WHAT IS NEEDED: Copy out, without changes, the rows from the first one through the line containing "[[695, 294]]", including both ends.
## Start SUPPLIED DATA
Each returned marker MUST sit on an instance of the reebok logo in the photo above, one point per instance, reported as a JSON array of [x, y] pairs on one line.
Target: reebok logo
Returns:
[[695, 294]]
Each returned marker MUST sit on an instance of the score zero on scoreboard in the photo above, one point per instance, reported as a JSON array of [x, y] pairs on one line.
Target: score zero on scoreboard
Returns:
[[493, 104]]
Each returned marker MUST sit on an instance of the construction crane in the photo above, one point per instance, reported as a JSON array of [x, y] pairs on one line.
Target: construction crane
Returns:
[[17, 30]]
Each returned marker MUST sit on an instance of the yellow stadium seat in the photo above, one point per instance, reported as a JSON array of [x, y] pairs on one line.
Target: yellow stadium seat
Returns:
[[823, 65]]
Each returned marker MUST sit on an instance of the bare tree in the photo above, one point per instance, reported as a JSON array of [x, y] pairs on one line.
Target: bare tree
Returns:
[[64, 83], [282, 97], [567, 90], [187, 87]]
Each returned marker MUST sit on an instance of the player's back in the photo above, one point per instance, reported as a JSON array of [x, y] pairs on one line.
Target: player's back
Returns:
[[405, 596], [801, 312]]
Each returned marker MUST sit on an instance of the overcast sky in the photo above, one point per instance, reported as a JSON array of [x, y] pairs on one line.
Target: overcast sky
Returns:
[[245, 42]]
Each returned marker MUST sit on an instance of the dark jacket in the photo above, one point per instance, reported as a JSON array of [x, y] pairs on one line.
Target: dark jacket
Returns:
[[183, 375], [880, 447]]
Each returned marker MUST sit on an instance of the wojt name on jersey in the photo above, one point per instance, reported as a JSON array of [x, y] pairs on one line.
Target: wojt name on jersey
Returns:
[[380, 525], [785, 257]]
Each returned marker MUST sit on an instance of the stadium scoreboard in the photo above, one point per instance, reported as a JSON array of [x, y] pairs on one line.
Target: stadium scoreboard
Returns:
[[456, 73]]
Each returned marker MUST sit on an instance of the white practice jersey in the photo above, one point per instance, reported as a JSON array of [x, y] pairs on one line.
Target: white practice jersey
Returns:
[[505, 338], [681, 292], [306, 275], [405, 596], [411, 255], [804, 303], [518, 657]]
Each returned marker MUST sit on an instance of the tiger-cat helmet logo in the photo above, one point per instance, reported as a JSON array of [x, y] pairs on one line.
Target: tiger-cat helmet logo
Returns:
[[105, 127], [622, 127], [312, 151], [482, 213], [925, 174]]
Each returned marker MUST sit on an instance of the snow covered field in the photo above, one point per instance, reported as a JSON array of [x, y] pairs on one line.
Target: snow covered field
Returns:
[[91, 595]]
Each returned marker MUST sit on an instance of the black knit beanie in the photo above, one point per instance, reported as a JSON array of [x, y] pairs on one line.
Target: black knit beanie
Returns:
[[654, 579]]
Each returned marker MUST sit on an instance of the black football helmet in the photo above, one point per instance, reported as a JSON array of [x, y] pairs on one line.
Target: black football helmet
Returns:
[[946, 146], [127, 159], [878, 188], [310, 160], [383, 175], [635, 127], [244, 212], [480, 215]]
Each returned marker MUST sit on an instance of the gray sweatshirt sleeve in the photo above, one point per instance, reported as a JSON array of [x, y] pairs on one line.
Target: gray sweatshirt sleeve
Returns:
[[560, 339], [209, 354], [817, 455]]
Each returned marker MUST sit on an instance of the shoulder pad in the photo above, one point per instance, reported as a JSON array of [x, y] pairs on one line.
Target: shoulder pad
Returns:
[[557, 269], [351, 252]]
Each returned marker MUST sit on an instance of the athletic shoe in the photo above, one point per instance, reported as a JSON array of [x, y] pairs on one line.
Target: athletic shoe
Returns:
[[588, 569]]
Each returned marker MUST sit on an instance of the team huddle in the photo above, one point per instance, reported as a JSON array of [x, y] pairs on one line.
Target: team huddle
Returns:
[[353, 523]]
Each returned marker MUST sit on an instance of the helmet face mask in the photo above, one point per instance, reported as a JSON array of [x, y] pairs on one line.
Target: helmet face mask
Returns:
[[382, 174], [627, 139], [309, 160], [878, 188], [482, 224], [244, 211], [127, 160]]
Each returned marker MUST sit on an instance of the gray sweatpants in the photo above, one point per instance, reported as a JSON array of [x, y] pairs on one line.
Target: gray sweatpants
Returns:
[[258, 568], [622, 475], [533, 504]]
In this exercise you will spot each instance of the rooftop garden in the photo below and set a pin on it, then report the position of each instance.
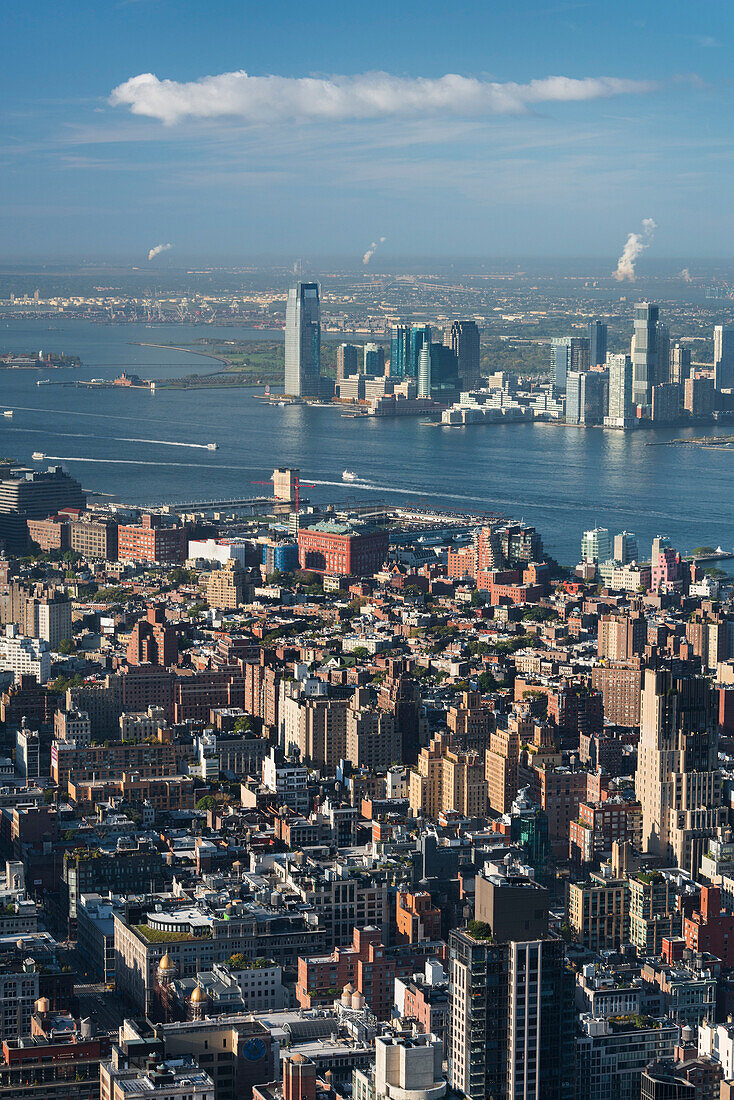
(632, 1022)
(159, 936)
(479, 930)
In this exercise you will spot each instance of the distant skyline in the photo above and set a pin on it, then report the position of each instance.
(526, 129)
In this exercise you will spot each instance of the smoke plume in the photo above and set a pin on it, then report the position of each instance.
(633, 249)
(157, 250)
(371, 251)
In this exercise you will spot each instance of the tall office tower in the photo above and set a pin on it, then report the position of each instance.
(660, 542)
(568, 353)
(596, 546)
(585, 396)
(723, 356)
(400, 351)
(303, 341)
(348, 361)
(663, 371)
(598, 333)
(511, 997)
(424, 371)
(644, 352)
(678, 781)
(573, 396)
(621, 413)
(680, 363)
(594, 394)
(625, 547)
(666, 402)
(374, 360)
(445, 382)
(462, 338)
(419, 336)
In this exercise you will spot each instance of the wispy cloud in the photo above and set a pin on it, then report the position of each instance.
(265, 99)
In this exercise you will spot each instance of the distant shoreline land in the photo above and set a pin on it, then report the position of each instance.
(44, 361)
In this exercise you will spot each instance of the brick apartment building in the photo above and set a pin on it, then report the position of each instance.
(341, 549)
(368, 965)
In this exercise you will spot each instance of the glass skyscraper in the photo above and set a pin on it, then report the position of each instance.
(723, 356)
(462, 338)
(303, 341)
(400, 351)
(645, 352)
(567, 354)
(621, 413)
(596, 343)
(419, 336)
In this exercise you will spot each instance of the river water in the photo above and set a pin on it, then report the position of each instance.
(130, 443)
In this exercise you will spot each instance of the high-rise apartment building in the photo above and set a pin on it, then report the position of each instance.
(723, 356)
(678, 781)
(596, 546)
(663, 373)
(645, 352)
(598, 339)
(424, 371)
(348, 361)
(568, 353)
(373, 739)
(625, 547)
(667, 402)
(511, 997)
(374, 360)
(419, 334)
(400, 351)
(585, 396)
(462, 338)
(502, 760)
(621, 637)
(447, 780)
(680, 363)
(621, 410)
(303, 341)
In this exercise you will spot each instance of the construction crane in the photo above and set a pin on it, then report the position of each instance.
(296, 484)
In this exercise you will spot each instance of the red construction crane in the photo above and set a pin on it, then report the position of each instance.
(296, 484)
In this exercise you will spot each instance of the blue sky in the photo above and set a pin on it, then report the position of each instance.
(500, 163)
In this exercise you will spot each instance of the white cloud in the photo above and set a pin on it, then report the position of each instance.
(259, 99)
(371, 251)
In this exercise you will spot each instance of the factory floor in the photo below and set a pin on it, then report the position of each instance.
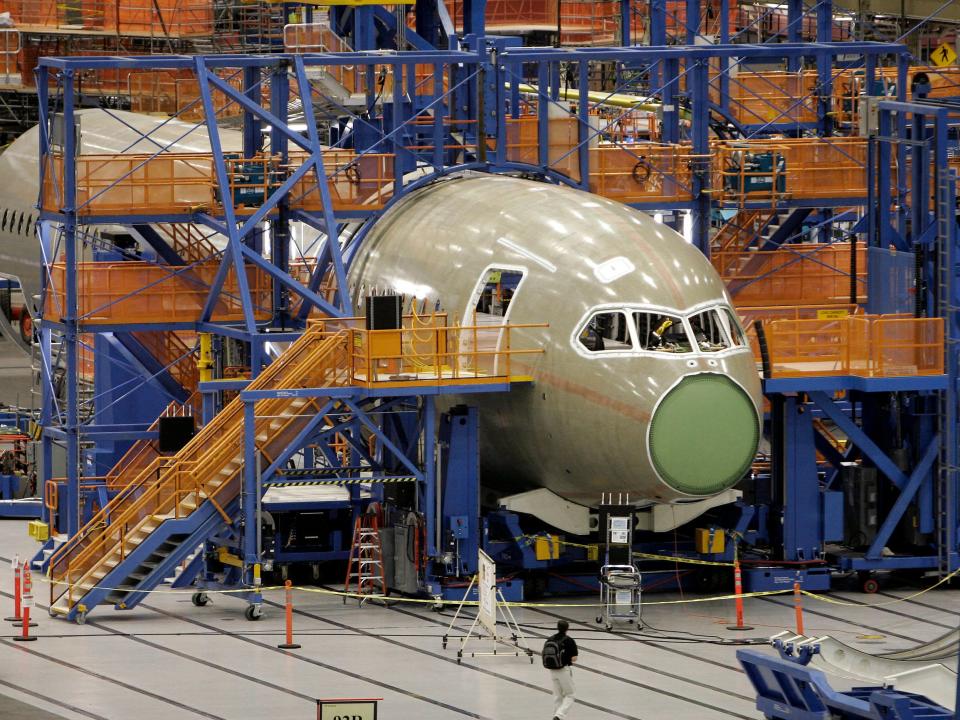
(169, 659)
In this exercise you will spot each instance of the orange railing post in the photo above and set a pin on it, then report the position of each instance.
(26, 602)
(289, 644)
(798, 606)
(738, 591)
(15, 565)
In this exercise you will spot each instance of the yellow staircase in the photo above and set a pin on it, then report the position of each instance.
(127, 547)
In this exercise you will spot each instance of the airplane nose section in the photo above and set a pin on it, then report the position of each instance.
(703, 434)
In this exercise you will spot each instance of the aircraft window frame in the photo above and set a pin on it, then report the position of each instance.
(734, 329)
(710, 345)
(679, 322)
(628, 325)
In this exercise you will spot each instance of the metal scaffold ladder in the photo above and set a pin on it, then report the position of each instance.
(948, 468)
(365, 575)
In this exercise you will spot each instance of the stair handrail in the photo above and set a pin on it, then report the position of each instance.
(137, 450)
(303, 354)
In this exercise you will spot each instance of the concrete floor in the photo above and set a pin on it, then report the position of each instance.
(167, 658)
(15, 375)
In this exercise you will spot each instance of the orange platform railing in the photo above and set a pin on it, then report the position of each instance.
(802, 274)
(857, 345)
(143, 292)
(137, 18)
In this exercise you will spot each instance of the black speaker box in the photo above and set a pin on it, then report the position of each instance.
(384, 312)
(175, 432)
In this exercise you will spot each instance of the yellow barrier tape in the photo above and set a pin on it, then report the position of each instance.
(645, 556)
(832, 601)
(677, 558)
(400, 599)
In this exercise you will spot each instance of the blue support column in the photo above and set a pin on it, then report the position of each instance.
(802, 515)
(626, 15)
(250, 498)
(583, 125)
(70, 319)
(700, 130)
(692, 21)
(795, 15)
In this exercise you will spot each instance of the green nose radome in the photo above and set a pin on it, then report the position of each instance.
(704, 434)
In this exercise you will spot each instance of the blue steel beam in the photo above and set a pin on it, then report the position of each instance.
(920, 474)
(859, 438)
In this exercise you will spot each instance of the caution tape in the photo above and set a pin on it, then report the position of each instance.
(646, 556)
(680, 558)
(345, 481)
(400, 599)
(832, 601)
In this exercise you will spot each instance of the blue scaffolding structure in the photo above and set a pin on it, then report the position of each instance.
(447, 112)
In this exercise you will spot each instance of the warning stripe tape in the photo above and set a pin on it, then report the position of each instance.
(344, 481)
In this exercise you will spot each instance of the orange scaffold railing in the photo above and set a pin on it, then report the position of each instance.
(856, 345)
(144, 292)
(796, 274)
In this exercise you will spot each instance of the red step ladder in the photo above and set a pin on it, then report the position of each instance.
(365, 574)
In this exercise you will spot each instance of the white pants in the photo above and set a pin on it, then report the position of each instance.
(562, 680)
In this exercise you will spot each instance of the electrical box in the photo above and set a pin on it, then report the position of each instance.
(709, 540)
(175, 432)
(460, 527)
(547, 548)
(38, 530)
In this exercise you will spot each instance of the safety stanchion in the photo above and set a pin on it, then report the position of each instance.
(798, 606)
(289, 644)
(16, 591)
(738, 591)
(27, 604)
(26, 588)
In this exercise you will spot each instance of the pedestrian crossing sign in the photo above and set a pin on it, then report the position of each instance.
(944, 55)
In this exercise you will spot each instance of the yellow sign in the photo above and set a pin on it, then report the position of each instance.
(347, 709)
(943, 55)
(832, 314)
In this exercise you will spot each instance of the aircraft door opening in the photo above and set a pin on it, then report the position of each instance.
(487, 311)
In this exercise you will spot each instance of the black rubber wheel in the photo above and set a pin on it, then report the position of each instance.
(26, 326)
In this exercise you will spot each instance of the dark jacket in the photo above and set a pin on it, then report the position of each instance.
(568, 648)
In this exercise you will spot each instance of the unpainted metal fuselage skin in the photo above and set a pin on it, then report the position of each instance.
(582, 427)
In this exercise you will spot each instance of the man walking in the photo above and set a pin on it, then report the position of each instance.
(559, 653)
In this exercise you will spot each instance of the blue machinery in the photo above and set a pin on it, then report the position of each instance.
(446, 111)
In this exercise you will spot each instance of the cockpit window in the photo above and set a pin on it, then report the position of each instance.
(661, 333)
(734, 329)
(605, 332)
(708, 331)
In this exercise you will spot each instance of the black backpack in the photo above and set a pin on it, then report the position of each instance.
(551, 655)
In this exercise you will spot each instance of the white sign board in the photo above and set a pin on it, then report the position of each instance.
(487, 587)
(346, 710)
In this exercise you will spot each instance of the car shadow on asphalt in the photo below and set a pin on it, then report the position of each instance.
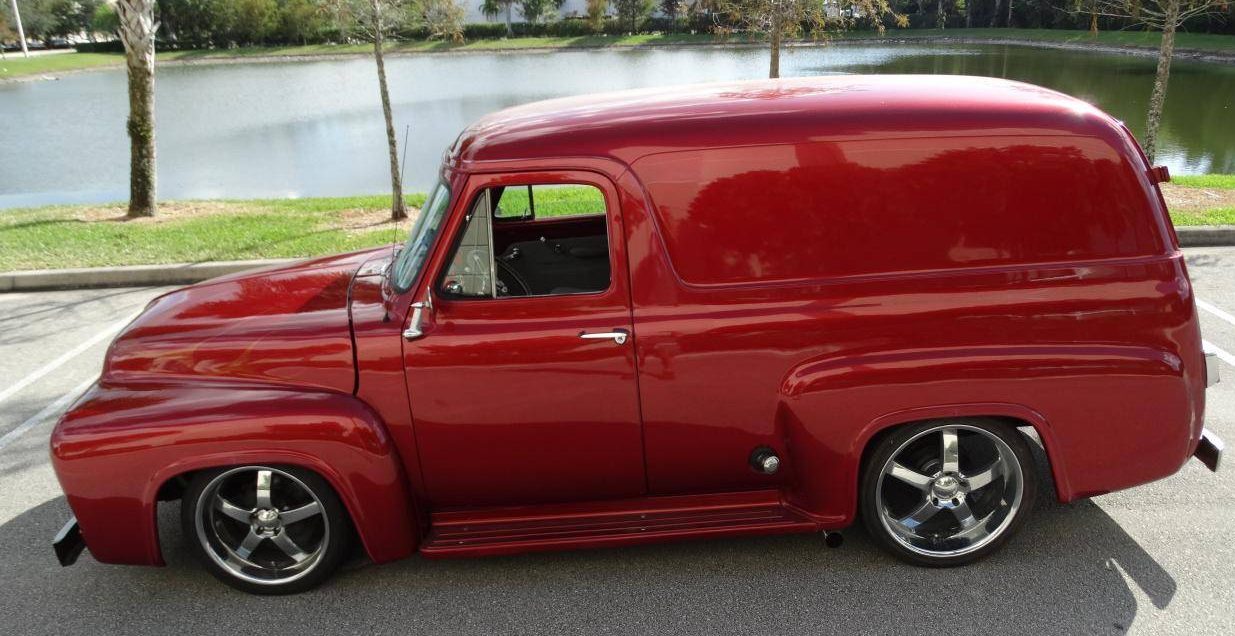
## End SUPPLIED DATA
EXPECTED ANSWER:
Each returned marker MUST sit on an instance of the reebok logo in the photo above, one point per instance, reported as a JSON array of [x, y] pairs on one line.
Target: reebok logo
Returns:
[[695, 294]]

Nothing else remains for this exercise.